Written problem – In the listing below, rename every "player's" to "athlete's" and keep all other text unchanged. Leave the pictures out of your answer.

[Data pulled from a collection]
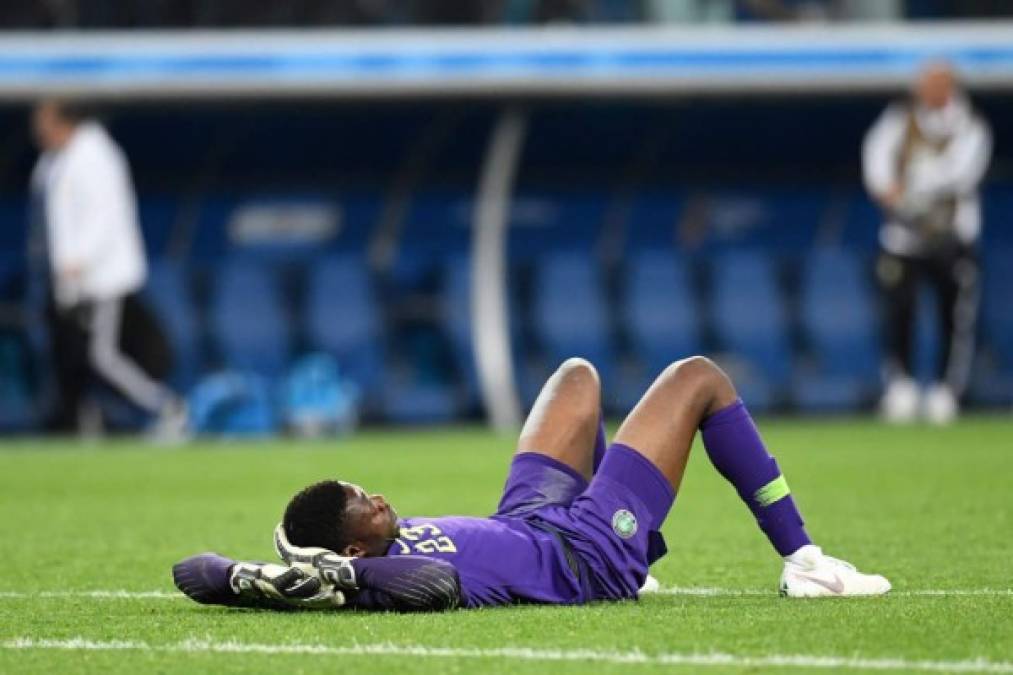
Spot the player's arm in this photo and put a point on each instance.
(879, 152)
(215, 580)
(400, 583)
(404, 584)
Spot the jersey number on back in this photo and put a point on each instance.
(425, 538)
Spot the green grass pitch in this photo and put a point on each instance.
(930, 508)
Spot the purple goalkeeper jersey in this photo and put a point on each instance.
(499, 559)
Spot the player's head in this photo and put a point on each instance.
(936, 85)
(340, 517)
(53, 122)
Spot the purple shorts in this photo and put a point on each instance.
(611, 524)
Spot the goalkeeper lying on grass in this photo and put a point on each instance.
(576, 522)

Problem solution –
Spot the athlete's arm in this photo and put a point on each instance.
(879, 152)
(215, 580)
(400, 583)
(404, 584)
Spot the jersey number on back in this photo and put a point on each instance.
(425, 538)
Spot the green grass pitch in this photo and put a point on each instance.
(930, 508)
Spot the purple goalkeeper jersey in this photo and put a point on each instance.
(499, 559)
Spot the athlete's head in this photo and put a point on each instance.
(936, 85)
(340, 517)
(53, 122)
Spot the purple shorts in this photo and put a point on each instance.
(611, 524)
Spot the goalkeeper lying on grass in this photo and put a point on each instance.
(576, 522)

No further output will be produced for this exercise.